Quoted passage
►

SONY PS2 REVIEW: RAMPAGE: TOTAL DESTRUCTION

Looks great for a budget title, but plays like a budget title. by Cole Smith

April 28, 2006 - The excitement that Rampage generated in arcade during the mid 80s was a phenomenon that can never be recaptured - a very short-lived phenomenon but a phenomenon none the less. What was "cutting edge" at the time is now "sucking hard."

Rampage: Total Destruction should not be confused with Godzilla: Destroy all Monsters, which was a game where mass destruction of cites was actually fun. Instead, Rampage: Total Destruction relies on the same old gameplay formula that made it seem exciting some almost 20 years ago. The graphics have been updated and I have to admit that they do look damn good for a budget title, but the gameplay has that repetitive arcade formula that just doesn't translate well to home systems. I'm sure there are plenty of Rampage fans out there that are chomping at the bit to get this game but let me warn you that while you might have fond memories of this game, it just doesn't hold up in today's market. Before you find yourself disappointed consider renting it first. You're likely to get it all out of your system in a couple of hours. However, at twenty bucks, it's not a big loss.

Taking the role of one of several gargantuan-sized monsters, you roam from city to city wreaking havoc on buildings and eating the population. The more damage that you can create the quicker you'll move on. Each block has a handful of buildings with a number of cars and civilians that you can do away with. Buildings are leveled by climbing them and then punching and kicking the crap out of them by mashing the buttons. You can also stomp on smaller objects and pick cars and people up with your hands. Various law enforcement agencies including SWAT teams and the National Guard will be on hand with guns, tanks and choppers to try to stop you but you can stomp on the vehicles and swat the crafts out of the air if they're bothering you. Completely demolish one block and then move on to the next one. Once you destroy all the blocks in the city, you move on the next town and repeat the process all over.

◄

Extracted records

►

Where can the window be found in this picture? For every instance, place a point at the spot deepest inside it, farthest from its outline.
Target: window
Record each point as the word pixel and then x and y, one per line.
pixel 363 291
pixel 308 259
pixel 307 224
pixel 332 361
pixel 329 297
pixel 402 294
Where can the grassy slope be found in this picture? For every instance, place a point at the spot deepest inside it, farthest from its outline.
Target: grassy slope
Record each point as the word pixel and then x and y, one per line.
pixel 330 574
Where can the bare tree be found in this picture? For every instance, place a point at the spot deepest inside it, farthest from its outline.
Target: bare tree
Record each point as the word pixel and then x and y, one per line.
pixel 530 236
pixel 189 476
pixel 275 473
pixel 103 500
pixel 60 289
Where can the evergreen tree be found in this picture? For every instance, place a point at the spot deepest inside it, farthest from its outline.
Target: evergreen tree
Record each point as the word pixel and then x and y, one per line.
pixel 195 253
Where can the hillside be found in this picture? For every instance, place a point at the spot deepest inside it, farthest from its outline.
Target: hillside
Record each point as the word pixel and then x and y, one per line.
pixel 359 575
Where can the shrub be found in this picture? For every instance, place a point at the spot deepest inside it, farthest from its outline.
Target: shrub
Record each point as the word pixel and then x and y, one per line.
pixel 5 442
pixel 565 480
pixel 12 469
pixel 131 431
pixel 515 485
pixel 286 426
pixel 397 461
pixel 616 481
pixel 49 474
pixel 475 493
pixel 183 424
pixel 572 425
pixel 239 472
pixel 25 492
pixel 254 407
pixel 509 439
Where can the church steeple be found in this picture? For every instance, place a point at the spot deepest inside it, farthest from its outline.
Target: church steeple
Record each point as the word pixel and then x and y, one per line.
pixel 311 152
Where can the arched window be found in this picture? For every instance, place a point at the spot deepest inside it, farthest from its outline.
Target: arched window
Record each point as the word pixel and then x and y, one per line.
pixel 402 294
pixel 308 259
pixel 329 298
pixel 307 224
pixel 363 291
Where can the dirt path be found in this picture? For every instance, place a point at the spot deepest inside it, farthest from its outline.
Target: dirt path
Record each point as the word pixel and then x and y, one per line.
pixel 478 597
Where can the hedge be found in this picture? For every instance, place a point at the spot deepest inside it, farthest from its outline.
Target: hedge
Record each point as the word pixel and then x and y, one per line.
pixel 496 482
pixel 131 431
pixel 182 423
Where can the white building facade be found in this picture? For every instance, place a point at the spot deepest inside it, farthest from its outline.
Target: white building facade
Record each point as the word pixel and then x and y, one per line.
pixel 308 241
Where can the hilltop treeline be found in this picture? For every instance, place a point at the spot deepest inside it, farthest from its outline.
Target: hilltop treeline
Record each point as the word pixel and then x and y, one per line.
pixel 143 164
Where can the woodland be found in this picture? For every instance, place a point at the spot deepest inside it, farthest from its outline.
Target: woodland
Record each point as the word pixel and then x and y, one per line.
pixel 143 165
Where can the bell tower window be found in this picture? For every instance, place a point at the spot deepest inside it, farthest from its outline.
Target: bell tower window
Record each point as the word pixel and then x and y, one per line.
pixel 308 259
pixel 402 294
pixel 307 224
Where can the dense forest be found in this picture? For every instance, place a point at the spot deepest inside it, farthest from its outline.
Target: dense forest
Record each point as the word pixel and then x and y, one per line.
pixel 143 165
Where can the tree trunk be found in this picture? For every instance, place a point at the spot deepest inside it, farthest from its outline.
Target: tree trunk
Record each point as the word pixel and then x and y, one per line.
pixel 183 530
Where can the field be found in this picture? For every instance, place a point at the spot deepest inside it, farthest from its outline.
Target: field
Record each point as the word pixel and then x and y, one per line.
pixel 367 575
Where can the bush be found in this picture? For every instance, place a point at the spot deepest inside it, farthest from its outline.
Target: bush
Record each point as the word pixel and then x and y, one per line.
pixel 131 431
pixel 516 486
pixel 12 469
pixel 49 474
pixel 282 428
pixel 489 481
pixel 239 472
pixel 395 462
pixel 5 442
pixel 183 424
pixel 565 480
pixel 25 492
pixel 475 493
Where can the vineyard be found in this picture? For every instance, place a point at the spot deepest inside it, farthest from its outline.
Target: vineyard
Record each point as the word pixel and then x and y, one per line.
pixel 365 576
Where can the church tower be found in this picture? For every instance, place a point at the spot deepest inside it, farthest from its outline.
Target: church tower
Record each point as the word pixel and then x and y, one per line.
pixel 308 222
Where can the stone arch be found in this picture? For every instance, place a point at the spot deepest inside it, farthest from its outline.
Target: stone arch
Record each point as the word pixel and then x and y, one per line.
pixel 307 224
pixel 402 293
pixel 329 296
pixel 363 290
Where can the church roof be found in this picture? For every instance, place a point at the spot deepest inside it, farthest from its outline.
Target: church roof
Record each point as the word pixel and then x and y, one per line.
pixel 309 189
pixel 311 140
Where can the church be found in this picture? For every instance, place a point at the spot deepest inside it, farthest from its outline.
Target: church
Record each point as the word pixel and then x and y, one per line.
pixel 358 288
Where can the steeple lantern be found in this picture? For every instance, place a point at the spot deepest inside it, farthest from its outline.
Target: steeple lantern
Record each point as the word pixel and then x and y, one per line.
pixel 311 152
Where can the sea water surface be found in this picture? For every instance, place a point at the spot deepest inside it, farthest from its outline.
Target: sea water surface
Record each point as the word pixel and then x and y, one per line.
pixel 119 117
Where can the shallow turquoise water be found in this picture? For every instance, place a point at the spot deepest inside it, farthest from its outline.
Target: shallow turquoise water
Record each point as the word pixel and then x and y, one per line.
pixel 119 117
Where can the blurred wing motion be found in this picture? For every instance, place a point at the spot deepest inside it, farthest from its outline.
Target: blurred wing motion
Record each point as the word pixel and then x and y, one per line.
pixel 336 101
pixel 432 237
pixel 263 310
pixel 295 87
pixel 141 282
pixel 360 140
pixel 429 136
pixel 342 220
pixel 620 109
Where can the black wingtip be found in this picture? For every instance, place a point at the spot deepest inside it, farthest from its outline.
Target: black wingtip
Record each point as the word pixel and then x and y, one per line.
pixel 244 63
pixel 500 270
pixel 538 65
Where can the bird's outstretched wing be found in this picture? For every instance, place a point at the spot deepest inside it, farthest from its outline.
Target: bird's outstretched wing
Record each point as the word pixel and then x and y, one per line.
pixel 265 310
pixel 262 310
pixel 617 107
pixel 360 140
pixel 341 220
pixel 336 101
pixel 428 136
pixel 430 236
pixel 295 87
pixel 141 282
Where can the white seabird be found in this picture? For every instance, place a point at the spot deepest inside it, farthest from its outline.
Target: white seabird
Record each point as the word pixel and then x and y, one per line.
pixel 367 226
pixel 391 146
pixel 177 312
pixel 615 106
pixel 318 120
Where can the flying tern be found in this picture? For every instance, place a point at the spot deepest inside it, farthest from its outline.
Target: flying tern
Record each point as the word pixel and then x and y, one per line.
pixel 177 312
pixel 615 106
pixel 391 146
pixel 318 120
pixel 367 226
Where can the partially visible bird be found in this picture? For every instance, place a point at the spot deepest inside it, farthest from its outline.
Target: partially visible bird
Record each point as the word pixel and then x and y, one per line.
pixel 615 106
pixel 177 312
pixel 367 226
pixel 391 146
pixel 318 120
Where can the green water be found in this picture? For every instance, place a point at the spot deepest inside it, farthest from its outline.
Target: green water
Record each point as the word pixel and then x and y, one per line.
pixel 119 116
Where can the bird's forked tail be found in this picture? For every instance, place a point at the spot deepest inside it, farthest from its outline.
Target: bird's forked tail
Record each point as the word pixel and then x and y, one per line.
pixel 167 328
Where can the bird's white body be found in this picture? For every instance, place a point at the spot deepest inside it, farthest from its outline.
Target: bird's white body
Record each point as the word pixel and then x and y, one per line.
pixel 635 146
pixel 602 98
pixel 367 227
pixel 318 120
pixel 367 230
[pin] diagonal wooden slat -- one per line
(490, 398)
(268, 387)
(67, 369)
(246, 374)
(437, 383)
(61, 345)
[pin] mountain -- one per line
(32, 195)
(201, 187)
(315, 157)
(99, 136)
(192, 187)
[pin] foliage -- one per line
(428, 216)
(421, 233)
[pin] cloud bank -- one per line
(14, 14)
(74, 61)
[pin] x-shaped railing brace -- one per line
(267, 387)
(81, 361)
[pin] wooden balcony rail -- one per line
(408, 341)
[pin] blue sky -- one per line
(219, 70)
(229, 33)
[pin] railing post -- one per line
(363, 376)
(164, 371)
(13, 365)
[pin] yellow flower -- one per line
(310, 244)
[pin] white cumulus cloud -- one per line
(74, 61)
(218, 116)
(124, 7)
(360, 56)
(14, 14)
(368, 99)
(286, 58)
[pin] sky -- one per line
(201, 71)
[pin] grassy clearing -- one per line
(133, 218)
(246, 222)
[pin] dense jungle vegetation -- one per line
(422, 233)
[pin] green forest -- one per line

◄

Problem set
A – Using the Rampage review, decide whether each statement agrees with it: (i) the reviewer advises renting the game before buying it; (ii) the reviewer finds the graphics poor even for a budget title; (iii) the game costs forty dollars. Answer yes or no for each and quote the words of the review that decide it.
B – Pick up the Rampage review after its last sentence and continue it in the reviewer's voice.

Solved problems
A –
(i) Yes: "Before you find yourself disappointed consider renting it first."
(ii) No: "they do look damn good for a budget title"
(iii) No: "at twenty bucks, it's not a big loss."

B –
Yes, there is a routine to this game. Not only is the gameplay formulaic but the generic, pseudo 3D environment doesn't offer much in the way of visual variety. All of the buildings seem like 2D cutouts. They aren't very satisfying to destroy since they all are so similar. It would have been so much more interesting if you could walk around and attack the buildings from any perspective as in an actual 3D action game. The control system is not very forgiving. It's difficult to get yourself in the proper position to execute certain punches and to climb buildings. This may not be a problem when attempting to destroy a building but when you're trying to smack a plane out of the sky or some other vehicle that is attacking you it can be very annoying to miss. You will end up just button mashing the controls so that you just cover all the bases, so to speak, stifling any chance of finessing the controls.

George the giant ape, Ralph the werewolf and Lizzy the lizard are all back and they've got some friends joining them such as Gill Man a frog with legs, a giant shark, a huge rat, a crazed jackelope, a Cyclops and some 25 other characters. These new monsters were one humans but were transformed into raging behemoths by taste-testing the new soft drink, Scum Soda. These new monsters are considered collectibles and are locked away in various buildings. You will discover and free them as you destroy the areas where they are hidden.

According to the hype, the different monsters have different abilities. I found the differences to be very subtle at best, and most of the time I would attribute the differences to the ham-fisted control system. Some monster are supposed to be faster, stronger, more resilient to attacks and so on, but they all share the same basic move system which is mapped to the same button commands so they all feel very similar. There are power-ups located in the windows of various building. At least you can feel the effect of those.

If you're looking for a little assistance, another player can join you in your rampage in the two-player co-op mode. It does makes things a little more interesting as company in general seems to do. There are also a few variations of the King of the Hill mode but only two players can take part in these modes as opposed to four on the Cube. The fun is limited when you're only facing off against one other monster. At least the controls seem a little bit more responsive in these combat modes.

There isn't much for voiceover work although there are some decent beastly sound effects such as roars, screeches, grunts and belches. The smashing sounds of destruction are quite nice but it's the same sounds over and over. There's a nice low rumble that permeates throughout the destruction stages that freaks out my cats. I'm sure my neighbors aren't too fond of it either. The soundtrack is sparse but it's fitting.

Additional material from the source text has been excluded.